GIVEN PROBLEM A: In the resource list, what month and year is given for the brochure explaining the basics of Wikimedia Commons?

SELECTION:

----

Video describing why cultural organizations should share knowledge through Creative Commons and Wikipedia (June 2012)
Useful for: institutions to understand why open licenses and open repositories are good tools for sharing knowledge.

Illustrating Wikipedia

Brochure explaining the basics of Wikimedia Commons, an online repository of images and other media files available under free license (November 2014)
Useful for: Learning how upload photographs and other audio/visual media for use in Wikipedia articles

Reshaping the Internet for Women

Interview with Whose Knowledge? about Wikipedia’s gender gap, and missing diversity and pluralism on the internet. (December 2016)
Useful for: Finding tools and practices for making sure marginalised knowledges can be used and referenced better on Wikipedia.


Recommended actions for building up reliable sources to share marginalized knowledges on Wikipedia and the broader internet (excerpted from above)

----

EXCERPTED RECORDS:
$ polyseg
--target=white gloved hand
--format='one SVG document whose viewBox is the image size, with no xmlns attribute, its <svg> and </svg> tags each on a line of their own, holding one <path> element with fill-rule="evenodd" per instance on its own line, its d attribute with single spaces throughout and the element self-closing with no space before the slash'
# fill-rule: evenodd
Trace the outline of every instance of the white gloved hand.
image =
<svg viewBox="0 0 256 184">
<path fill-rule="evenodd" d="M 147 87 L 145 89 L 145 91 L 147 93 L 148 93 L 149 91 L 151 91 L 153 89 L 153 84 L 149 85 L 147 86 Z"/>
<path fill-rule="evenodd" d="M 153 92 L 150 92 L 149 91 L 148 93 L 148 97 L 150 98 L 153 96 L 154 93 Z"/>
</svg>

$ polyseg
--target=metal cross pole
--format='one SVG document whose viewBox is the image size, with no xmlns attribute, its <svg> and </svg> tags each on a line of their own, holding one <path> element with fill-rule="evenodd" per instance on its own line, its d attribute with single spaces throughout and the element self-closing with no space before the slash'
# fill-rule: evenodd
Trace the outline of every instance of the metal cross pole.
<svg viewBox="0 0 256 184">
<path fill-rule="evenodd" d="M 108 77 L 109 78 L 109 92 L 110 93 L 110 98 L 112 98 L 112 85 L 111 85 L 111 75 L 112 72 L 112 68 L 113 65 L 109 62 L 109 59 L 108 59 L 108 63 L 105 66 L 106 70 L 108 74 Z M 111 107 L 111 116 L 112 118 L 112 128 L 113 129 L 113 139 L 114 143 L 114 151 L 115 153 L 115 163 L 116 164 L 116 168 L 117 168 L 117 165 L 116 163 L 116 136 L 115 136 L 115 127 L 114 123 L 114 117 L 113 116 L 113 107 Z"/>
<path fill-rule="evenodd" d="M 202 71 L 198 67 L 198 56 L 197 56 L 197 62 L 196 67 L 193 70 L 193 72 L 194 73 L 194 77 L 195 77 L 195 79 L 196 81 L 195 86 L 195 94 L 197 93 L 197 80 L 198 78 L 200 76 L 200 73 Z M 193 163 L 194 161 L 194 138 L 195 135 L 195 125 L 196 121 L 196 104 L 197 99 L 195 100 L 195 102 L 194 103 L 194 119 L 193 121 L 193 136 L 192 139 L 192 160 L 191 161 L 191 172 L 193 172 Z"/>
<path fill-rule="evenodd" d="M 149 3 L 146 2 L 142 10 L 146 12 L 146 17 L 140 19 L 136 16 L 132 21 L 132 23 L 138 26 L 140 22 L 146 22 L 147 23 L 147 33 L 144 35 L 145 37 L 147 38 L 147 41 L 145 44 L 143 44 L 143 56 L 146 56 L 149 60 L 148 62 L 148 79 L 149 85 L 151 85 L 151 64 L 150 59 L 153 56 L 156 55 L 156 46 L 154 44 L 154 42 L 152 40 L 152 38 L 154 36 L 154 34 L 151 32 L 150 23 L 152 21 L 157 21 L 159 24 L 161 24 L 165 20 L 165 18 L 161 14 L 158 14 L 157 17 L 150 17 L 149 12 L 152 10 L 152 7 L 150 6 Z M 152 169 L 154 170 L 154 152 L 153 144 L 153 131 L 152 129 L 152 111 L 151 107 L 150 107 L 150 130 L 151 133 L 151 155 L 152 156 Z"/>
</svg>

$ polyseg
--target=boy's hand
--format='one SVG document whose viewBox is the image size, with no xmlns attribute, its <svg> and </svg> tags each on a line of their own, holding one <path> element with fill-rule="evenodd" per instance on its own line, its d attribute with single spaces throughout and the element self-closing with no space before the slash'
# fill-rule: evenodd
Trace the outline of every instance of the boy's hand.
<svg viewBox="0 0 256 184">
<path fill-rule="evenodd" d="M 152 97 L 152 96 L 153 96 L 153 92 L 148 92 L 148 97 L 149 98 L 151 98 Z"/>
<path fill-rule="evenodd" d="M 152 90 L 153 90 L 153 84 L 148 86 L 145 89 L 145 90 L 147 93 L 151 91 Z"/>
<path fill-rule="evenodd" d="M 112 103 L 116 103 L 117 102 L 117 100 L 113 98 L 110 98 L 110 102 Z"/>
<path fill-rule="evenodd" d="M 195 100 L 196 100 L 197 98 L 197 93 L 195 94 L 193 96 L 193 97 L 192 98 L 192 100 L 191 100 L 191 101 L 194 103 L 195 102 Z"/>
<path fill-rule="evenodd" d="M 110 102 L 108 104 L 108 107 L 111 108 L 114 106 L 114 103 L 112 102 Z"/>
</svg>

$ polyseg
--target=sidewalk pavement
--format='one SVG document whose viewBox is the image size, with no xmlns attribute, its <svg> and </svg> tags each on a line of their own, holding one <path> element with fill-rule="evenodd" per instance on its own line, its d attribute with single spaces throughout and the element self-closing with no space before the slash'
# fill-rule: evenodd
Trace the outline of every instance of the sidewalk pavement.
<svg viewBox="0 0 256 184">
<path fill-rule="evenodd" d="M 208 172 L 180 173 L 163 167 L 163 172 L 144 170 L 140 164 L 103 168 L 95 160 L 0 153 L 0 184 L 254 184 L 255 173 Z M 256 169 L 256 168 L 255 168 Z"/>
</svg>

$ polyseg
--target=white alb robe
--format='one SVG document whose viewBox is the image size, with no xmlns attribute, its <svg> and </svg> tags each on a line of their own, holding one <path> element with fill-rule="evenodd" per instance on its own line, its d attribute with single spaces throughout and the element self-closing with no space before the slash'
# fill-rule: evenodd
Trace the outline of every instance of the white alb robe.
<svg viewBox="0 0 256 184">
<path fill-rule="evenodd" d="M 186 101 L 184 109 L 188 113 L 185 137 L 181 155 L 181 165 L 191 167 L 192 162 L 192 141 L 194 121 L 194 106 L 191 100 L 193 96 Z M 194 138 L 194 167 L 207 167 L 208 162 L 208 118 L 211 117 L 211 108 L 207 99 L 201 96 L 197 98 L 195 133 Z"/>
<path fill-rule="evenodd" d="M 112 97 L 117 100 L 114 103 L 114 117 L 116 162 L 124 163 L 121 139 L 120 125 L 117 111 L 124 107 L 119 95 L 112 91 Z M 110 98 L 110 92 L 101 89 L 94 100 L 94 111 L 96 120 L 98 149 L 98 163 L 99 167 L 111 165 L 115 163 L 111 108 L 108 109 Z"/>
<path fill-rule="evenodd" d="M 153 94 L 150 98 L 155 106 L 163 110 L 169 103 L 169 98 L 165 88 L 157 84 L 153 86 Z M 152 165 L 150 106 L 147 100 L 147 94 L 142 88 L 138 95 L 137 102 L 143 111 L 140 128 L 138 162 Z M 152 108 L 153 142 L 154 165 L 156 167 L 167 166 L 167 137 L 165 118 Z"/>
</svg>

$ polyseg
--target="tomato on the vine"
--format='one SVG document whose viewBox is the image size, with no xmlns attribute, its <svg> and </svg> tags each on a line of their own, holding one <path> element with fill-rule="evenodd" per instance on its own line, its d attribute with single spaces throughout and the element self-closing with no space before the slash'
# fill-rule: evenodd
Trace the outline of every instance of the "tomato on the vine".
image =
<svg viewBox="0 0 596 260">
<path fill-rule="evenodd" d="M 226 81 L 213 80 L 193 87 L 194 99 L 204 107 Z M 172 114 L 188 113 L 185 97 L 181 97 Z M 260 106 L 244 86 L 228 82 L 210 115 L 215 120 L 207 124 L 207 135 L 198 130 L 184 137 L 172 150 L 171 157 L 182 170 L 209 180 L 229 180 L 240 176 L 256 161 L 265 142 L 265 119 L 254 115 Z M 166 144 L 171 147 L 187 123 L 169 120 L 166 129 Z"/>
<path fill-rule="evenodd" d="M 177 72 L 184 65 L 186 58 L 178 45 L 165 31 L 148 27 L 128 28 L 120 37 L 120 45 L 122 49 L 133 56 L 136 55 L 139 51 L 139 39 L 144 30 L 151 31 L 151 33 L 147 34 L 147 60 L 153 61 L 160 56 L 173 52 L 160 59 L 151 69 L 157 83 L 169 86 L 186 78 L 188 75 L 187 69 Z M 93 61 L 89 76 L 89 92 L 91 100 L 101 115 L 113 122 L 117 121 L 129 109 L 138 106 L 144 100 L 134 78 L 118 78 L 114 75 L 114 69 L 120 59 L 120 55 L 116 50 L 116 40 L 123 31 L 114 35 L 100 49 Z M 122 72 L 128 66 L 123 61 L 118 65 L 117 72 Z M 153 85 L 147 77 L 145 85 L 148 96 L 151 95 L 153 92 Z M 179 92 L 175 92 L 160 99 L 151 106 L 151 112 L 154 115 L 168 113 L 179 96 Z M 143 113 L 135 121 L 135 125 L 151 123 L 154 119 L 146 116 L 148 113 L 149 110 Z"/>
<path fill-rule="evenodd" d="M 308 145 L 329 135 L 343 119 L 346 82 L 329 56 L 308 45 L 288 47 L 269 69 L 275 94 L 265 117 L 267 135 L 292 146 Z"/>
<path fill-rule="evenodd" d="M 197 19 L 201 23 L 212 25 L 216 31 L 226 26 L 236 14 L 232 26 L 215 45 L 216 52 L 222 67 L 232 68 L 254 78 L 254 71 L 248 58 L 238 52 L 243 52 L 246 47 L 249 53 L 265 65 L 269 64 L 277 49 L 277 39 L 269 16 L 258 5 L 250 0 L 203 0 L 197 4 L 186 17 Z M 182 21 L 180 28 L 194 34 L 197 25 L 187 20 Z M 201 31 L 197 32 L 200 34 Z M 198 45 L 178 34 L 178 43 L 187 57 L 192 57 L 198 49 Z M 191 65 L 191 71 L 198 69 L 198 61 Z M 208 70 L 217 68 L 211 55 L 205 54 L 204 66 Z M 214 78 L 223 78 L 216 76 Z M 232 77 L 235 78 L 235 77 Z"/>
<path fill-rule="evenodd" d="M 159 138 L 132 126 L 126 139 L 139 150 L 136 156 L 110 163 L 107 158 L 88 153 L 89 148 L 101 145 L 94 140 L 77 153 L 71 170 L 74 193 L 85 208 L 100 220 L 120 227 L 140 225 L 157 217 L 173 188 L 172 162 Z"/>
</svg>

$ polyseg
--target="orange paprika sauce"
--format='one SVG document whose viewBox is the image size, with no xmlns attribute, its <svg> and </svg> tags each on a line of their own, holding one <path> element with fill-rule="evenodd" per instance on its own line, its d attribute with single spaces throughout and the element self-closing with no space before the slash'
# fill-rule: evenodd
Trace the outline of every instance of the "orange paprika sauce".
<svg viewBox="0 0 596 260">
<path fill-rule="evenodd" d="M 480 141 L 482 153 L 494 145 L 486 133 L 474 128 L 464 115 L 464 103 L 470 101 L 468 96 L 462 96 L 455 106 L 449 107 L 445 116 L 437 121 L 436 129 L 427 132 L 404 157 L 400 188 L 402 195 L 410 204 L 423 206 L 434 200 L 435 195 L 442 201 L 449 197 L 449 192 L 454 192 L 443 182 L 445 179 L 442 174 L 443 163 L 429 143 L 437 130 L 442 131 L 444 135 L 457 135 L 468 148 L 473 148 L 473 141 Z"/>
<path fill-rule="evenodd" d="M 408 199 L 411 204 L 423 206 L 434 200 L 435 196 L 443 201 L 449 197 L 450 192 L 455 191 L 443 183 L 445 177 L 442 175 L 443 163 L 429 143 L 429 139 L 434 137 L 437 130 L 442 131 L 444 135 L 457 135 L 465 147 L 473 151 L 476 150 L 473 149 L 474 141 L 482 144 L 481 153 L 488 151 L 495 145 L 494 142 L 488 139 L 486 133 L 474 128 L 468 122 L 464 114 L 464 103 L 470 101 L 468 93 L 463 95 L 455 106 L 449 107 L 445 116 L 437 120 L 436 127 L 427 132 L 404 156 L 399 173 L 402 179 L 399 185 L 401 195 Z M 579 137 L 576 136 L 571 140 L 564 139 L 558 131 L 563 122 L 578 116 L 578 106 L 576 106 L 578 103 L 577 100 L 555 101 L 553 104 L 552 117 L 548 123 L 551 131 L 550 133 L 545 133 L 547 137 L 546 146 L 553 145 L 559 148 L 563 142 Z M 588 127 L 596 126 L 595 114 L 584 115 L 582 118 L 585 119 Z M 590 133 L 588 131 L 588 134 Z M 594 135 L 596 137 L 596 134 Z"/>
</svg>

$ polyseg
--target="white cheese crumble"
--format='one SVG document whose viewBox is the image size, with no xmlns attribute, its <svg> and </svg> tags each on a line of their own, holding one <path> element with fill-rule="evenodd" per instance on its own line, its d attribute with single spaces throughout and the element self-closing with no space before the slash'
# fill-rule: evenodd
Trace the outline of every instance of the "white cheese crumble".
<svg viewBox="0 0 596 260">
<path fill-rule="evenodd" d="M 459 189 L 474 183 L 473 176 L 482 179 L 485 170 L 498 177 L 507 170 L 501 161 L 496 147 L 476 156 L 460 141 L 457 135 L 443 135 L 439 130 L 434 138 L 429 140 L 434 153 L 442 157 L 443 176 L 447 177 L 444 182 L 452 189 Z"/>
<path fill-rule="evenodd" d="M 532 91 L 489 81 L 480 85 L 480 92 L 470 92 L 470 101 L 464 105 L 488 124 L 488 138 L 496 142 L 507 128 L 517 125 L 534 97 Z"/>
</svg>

----

GIVEN PROBLEM B: Return every line of the rows above that contains the string "robe", treating case as significant.

WRITTEN REPLY A: November 2014

WRITTEN REPLY B:
--target=white alb robe
Trace the outline of every instance of the white alb robe.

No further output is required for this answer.